• **Exercise**
Retype the complete listing exactly as it appears.
━━━━
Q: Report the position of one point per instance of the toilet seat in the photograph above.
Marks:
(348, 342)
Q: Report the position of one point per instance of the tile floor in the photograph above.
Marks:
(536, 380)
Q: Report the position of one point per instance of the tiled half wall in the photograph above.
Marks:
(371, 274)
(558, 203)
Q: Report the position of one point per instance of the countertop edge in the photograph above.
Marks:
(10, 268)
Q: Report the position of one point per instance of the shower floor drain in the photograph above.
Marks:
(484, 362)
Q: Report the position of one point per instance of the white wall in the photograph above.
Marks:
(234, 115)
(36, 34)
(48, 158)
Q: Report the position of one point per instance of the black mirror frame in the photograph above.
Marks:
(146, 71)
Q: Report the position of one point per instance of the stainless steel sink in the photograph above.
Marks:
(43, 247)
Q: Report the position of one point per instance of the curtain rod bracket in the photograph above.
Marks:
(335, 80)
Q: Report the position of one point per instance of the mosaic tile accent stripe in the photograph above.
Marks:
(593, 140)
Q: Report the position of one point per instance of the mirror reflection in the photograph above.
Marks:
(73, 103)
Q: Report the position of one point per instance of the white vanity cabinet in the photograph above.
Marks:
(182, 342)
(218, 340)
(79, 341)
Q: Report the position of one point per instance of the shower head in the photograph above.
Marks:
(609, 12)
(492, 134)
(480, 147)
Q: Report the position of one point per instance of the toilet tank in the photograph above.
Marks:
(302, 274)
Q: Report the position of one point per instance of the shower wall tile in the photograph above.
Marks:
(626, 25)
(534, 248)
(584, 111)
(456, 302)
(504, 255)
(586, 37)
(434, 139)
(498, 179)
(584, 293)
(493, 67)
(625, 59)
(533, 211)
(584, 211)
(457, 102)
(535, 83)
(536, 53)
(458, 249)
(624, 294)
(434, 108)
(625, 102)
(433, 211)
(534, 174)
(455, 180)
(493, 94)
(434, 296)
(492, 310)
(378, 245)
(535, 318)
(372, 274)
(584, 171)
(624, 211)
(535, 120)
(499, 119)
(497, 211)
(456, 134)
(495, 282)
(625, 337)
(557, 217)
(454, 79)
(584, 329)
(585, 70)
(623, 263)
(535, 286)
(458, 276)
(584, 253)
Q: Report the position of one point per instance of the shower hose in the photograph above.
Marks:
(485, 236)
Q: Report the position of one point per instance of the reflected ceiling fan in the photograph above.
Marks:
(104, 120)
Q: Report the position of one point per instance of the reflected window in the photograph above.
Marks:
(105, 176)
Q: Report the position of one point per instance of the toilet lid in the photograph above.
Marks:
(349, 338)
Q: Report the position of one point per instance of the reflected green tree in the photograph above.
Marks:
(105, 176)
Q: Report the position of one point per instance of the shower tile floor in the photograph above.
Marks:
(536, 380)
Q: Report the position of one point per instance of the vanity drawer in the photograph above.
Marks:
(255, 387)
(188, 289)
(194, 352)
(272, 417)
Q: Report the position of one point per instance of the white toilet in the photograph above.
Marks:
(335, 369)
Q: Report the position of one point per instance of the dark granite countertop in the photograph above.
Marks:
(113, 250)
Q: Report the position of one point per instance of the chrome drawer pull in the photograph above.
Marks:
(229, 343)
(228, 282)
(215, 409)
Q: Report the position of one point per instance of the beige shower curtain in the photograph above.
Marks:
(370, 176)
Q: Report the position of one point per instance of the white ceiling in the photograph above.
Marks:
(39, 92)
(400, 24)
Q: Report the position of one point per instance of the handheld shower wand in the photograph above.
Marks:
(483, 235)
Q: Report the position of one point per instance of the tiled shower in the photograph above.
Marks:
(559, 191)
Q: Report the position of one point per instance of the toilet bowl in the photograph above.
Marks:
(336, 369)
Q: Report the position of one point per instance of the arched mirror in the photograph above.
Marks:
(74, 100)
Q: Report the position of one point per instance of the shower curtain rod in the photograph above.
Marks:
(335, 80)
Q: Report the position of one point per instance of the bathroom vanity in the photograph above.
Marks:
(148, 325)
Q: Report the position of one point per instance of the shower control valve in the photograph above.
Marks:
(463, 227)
━━━━
• **Solution**
Q: Report the position of one point per instance of the toilet seat in the photograph above.
Marks:
(348, 342)
Q: Report the position of one point per instance of the tile floor in the photograph above.
Marks:
(536, 380)
Q: Report the position of one point per instance of the tiled half wall in the photograph above.
Marks:
(371, 274)
(558, 203)
Q: Report the position of one point per instance of the countertop edge in the photograph above.
Marks:
(10, 268)
Q: Report the position of one point per instance of the shower floor drain in the photograph above.
Marks:
(484, 362)
Q: Report the position of one point per instance of the white wall in the photograph above.
Marks:
(234, 115)
(36, 34)
(48, 158)
Q: Report the position of one point per instance of the black mirror frame in the photograph above.
Marks:
(146, 71)
Q: Report the position of one point per instance of the stainless steel sink in the photograph above.
Marks:
(43, 247)
Q: Report the position of one point per instance of the curtain rod bracket in the photograph above.
Marks:
(335, 80)
Q: Report the position of one point per instance of the mosaic tile accent stripe in the photograph above.
Marks:
(593, 140)
Q: Report the position of one point per instance of the mirror reflection in the photograph above.
Marks:
(73, 103)
Q: Report the position of one point per instance of the white vanity cabinet in the photograph above.
Marks:
(182, 342)
(218, 340)
(79, 341)
Q: Report the position of one point per instance of the shower head in the photograph above.
Marks:
(609, 12)
(492, 134)
(480, 147)
Q: Report the position of one point per instance of the toilet tank in the photograph above.
Marks:
(302, 274)
Q: Report the position of one point per instance of the shower wall tile in the photograph above.
Marks:
(626, 25)
(534, 248)
(584, 111)
(456, 302)
(504, 255)
(586, 37)
(434, 139)
(498, 179)
(584, 293)
(493, 67)
(625, 59)
(533, 211)
(584, 211)
(457, 102)
(535, 83)
(536, 53)
(458, 249)
(624, 294)
(434, 108)
(625, 102)
(433, 211)
(534, 174)
(455, 180)
(493, 94)
(434, 296)
(492, 310)
(378, 245)
(535, 318)
(372, 274)
(584, 171)
(624, 211)
(535, 120)
(499, 119)
(497, 211)
(456, 134)
(495, 282)
(625, 337)
(557, 217)
(454, 79)
(584, 329)
(585, 70)
(623, 263)
(535, 286)
(458, 276)
(584, 253)
Q: Report the position of one point per instance of the shower hose in the photograph above.
Marks:
(485, 236)
Q: Report the position of one point per instance of the reflected ceiling fan in the photograph above.
Marks:
(104, 120)
Q: Report the position of one point per instance of the reflected window in the photograph above.
Marks:
(105, 176)
Q: Report the position of one point per instance of the toilet lid in the photograph above.
Marks:
(349, 338)
Q: Report the position of one point per instance of the reflected green tree in the photograph above.
Marks:
(105, 176)
Q: Report the position of one point per instance of the shower tile floor in the photograph above.
Marks:
(536, 380)
Q: Report the position of one point per instance of the vanity drawer in the photograph above.
Marks:
(255, 387)
(188, 289)
(194, 352)
(272, 417)
Q: Report the position of one point per instance of the white toilet in the photograph above.
Marks:
(335, 369)
Q: Report the position of one point per instance of the dark granite countertop in the photograph above.
Marks:
(113, 250)
Q: Report the position of one point per instance of the chrome drawer pull in the photograph above.
Marks:
(229, 343)
(228, 282)
(215, 409)
Q: Report the position of one point per instance of the beige shower curtain in the photograph above.
Marks:
(370, 176)
Q: Report the position of one point per instance of the white ceiling in the photograph above.
Marks:
(39, 92)
(400, 24)
Q: Report the position of one point per instance of the handheld shower wand in the photograph above.
Marks:
(483, 235)
Q: Report the position of one point per instance of the tiled shower in the photograph above.
Marks:
(559, 191)
Q: Report the position of one point per instance of the toilet bowl in the photograph above.
Marks:
(336, 369)
Q: Report the position of one point per instance of the arched mirror in the photograph above.
Marks:
(74, 100)
Q: Report the position of one point per instance of the shower curtain rod in the photograph above.
Marks:
(335, 80)
Q: Report the position of one point per instance of the bathroom vanity in the photograph above.
Marks:
(148, 325)
Q: Report the position of one point per instance of the shower control valve in the photograph above.
Marks:
(463, 227)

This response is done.